- Problem to work on
In the records below, swap each "Query" for "Label" and copy all of the records with nothing else changed.

··· Material

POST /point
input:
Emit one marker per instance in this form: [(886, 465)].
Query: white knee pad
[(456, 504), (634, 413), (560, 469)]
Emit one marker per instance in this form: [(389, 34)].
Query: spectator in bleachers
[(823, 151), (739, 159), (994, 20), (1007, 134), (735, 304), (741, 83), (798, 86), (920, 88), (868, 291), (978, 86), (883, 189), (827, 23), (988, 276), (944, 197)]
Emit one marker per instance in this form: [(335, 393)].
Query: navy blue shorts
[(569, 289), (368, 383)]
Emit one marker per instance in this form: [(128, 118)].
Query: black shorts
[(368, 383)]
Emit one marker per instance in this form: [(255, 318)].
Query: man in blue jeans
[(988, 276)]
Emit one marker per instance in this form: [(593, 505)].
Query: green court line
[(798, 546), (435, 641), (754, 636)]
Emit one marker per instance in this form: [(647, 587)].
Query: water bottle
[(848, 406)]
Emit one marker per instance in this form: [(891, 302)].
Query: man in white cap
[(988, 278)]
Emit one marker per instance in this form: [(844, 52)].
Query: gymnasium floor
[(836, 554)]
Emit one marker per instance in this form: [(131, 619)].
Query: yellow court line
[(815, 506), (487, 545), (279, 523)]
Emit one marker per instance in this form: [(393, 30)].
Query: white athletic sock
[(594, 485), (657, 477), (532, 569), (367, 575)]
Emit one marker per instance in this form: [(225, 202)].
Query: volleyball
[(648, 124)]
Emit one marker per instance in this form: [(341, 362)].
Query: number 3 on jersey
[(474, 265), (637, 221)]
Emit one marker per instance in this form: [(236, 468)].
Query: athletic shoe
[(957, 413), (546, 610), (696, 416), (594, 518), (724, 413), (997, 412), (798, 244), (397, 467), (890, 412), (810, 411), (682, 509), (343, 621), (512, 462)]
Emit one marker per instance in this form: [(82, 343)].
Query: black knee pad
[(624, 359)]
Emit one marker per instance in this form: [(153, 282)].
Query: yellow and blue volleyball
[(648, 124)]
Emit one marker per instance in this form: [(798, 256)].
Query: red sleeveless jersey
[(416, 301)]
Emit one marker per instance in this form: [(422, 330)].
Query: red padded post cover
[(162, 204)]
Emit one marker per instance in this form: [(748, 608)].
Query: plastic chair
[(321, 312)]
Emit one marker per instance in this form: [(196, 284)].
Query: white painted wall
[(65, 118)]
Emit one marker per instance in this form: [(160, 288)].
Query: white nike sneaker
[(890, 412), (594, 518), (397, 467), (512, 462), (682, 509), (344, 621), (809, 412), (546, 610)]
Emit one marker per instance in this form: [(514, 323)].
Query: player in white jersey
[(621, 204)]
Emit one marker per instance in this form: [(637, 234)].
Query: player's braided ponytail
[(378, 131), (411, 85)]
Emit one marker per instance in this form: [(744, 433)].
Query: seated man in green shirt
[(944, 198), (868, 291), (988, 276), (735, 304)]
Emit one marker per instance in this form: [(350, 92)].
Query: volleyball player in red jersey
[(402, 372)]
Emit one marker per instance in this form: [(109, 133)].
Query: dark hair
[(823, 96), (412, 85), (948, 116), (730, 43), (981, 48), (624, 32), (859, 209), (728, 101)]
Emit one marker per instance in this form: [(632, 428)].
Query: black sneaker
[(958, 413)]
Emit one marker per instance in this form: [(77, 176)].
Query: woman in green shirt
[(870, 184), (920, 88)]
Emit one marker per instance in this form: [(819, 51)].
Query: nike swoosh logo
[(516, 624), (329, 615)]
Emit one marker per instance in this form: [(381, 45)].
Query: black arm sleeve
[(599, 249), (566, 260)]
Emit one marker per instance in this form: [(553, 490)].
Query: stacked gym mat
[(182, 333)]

······

- Worked solution
POST /point
input:
Emit one marker per instance in this form: [(886, 465)].
Label: white knee pad
[(456, 504), (634, 413), (560, 469)]
Emit one marker per instance in this form: [(389, 34)].
Label: spectator in bleachers
[(823, 151), (739, 159), (994, 20), (1007, 134), (735, 304), (741, 83), (798, 86), (920, 88), (868, 291), (978, 86), (883, 189), (827, 23), (988, 276), (944, 197)]
Emit one marker per instance in this form: [(335, 393)].
Label: navy blue shorts
[(569, 289), (368, 383)]
Emit one marker per instance in this form: [(128, 118)].
Label: black shorts
[(368, 383)]
Emit one marker per instance in this form: [(255, 318)].
Label: man in blue jeans
[(988, 276)]
Emit one marker per instance in this form: [(593, 505)].
Label: green court line
[(798, 546), (435, 641), (754, 636)]
Emit one marker per instance in this form: [(647, 587)].
Label: water bottle
[(848, 406)]
Emit one marker per instance in this form: [(891, 302)].
Label: man in white cap
[(988, 278)]
Emit one marker per instance in this form: [(844, 52)].
Label: gymnasium floor
[(836, 554)]
Emit one marker per instance in this form: [(131, 619)].
Label: yellow court line
[(815, 506), (487, 545), (279, 523)]
Emit one marker per instance in this form: [(393, 30)].
Label: white athletic sock
[(594, 485), (657, 477), (532, 569), (367, 575)]
Emit one marker per instance in this form: [(225, 202)].
Label: volleyball
[(648, 124)]
Emit one marker per instance in this form: [(341, 362)].
Label: number 3 on jersey
[(474, 265), (637, 221)]
Emit one marker per instance in this form: [(236, 468)].
Label: athletic shoe
[(957, 413), (546, 610), (696, 416), (594, 518), (724, 413), (997, 412), (798, 244), (397, 467), (890, 412), (810, 411), (682, 509), (343, 621), (512, 462)]
Emit one marker per instance in this form: [(82, 343)].
Label: black knee pad
[(624, 359)]
Emit one marker per instance in this form: [(153, 282)].
Label: yellow and blue volleyball
[(648, 124)]
Emit one marker per instance in this form: [(798, 256)].
Label: red sleeveless jersey
[(416, 301)]
Emit one marker per instance in this form: [(422, 330)].
Label: red padded post cover
[(162, 204)]
Emit one marker per instance in this form: [(748, 608)].
Label: plastic chair
[(321, 312)]
Emit one marker per instance in this form: [(196, 284)].
Label: white painted wall
[(65, 118)]
Emit one marker per instance in this form: [(160, 288)].
Label: white nike sneaker
[(890, 412), (594, 518), (397, 467), (512, 462), (682, 509), (344, 621), (809, 412), (546, 610)]
Emit one marker per instance in this form: [(514, 323)].
Label: player in white jersey
[(621, 204)]
Emit one marker per instance in this form: [(637, 234)].
Label: player's braided ponytail
[(378, 131), (411, 85)]
Emit one marker per instance in this form: [(744, 433)].
Label: seated man in green shirt
[(944, 198), (868, 291), (988, 276), (735, 304)]
Emit one marker per instance in this form: [(350, 92)].
Label: volleyball player in red jersey
[(402, 372)]
Emit one marker per instance in this form: [(109, 133)].
Label: dark hair
[(823, 96), (412, 85), (948, 116), (730, 43), (981, 48), (624, 32), (859, 209), (728, 101)]
Emit one marker per instance in this form: [(632, 428)].
Label: black sneaker
[(958, 413)]
Emit one marker per instance in this form: [(77, 176)].
Label: woman in green shirt
[(870, 184), (920, 88)]
Emit one marker per instance in this form: [(819, 51)].
Label: nike swoosh logo
[(516, 624), (329, 615)]
Emit one marker per instance in this form: [(381, 45)].
Label: black arm sleeve
[(599, 249), (566, 260)]
Emit one marker per instance in this form: [(553, 490)].
Label: stacked gym mat
[(182, 333)]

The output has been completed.